■ REQUISITOS DO EXERCÍCIO ■
(a) Reproduza o trecho sobre filosofia da religião, começando em "Mas não acaba" e seguindo até "contingência fosse aceito.".
(b) Diga se cada afirmação abaixo está de acordo com o trecho sobre filosofia da religião, respondendo sim ou não e citando literalmente as palavras do trecho que decidem a questão. (i) Quem escreve se declara ateu filosófico em relação ao teísmo clássico. (ii) O mestrado e o doutorado de quem escreve foram sobre filosofia da religião. (iii) Graham Oppy é apresentado como teísta.

■ TRECHO FORNECIDO ■
++++++++++++++++++++

Mas não acaba por aqui: o leitor que trouxe essa questão suscitou uma hipótese exótica levantada por Graham Oppy (um ateu filosófico), segundo a qual o estado inicial do universo poderia ser compreendido como metafisicamente necessário. Assim, no raciocínio do interlocutor esse estado inicial do universo (em t1) seria um melhor candidato ao ‘Ser Concreto Necessariamente Existente’ (ou estado modal independente) de um ponto de vista naturalista, mesmo se o argumento cosmológico da contingência fosse aceito.
Esse raciocínio tem um defeito muito sério, e isso nada tem a ver com ser teísta, ateu, panenteísta, etc! E isso me deixou com a pulga atrás da orelha: muitos entusiastas da filosofia analítica da religião, no afã louvável de estar acompanhando artigos recentes da disciplina, podem estar deixando de prestar atenção aos fundamentos de metodologia teórica e de contextualização técnica que são um antídoto salutar contra conclusões apressadas.
Antes de prosseguir, um disclaimer a respeito da minha posição em filosofia analítica da religião. No que concerne ao debate predominante, sou ateu filosófico em relação ao teísmo clássico, entendendo que temos razões significativas para pensar que um Ser Onipotente, Onisciente e Totalmente Bom não existe. Contudo, se expandirmos nossa apreciação para além de teísmo clássico versus ateísmo filosófico, favoreço o panenteísmo como forma de entender a Divindade. Só que, por atrelar esse panenteísmo ao existencialismo religioso (e mais especificamente ao existencialismo judaico), também me comprometo a um agnosticismo às avessas: não é apenas que não temos razões suficientes para seja afirmar ou negar a existência de Deus (como o agnóstico filosófico geralmente faz), mas que a própria pergunta ‘existe ou não’ é profundamente mal colocada. Por isso posso afirmar sem grandes problemas coisas como: Deus NÃO existe — mas Ele ocorre no mundo. (Avisei que você deveria ler o post [108] antes!)
Esse é um dos motivos pelos quais, neste blog, eu não trago tantos assuntos de filosofia analítica da religião, apesar dela figurar entre meus interesses de pesquisa acadêmica profissional. (Meu mestrado e doutorado não foram sobre filosofia da religião, mas neles abordei tópicos como o naturalismo em metodologia filosófica e a metafísica analítica da dependência ontológica, que são recorrentes também na filosofia da religião — então naturalismo e metafísica são literalmente minhas especializações stricto sensu)

++++++++++++++++++++

■ SEGMENTO DE DADOS ■
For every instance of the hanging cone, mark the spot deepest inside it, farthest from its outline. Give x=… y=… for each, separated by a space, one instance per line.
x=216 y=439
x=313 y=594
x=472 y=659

++++++++++++++++++++

■ RESPOSTAS POR TAREFA ■
(a)
Mas não acaba por aqui: o leitor que trouxe essa questão suscitou uma hipótese exótica levantada por Graham Oppy (um ateu filosófico), segundo a qual o estado inicial do universo poderia ser compreendido como metafisicamente necessário. Assim, no raciocínio do interlocutor esse estado inicial do universo (em t1) seria um melhor candidato ao ‘Ser Concreto Necessariamente Existente’ (ou estado modal independente) de um ponto de vista naturalista, mesmo se o argumento cosmológico da contingência fosse aceito.

(b) (i) Sim: "sou ateu filosófico em relação ao teísmo clássico". (ii) Não: "Meu mestrado e doutorado não foram sobre filosofia da religião". (iii) Não: "Graham Oppy (um ateu filosófico)".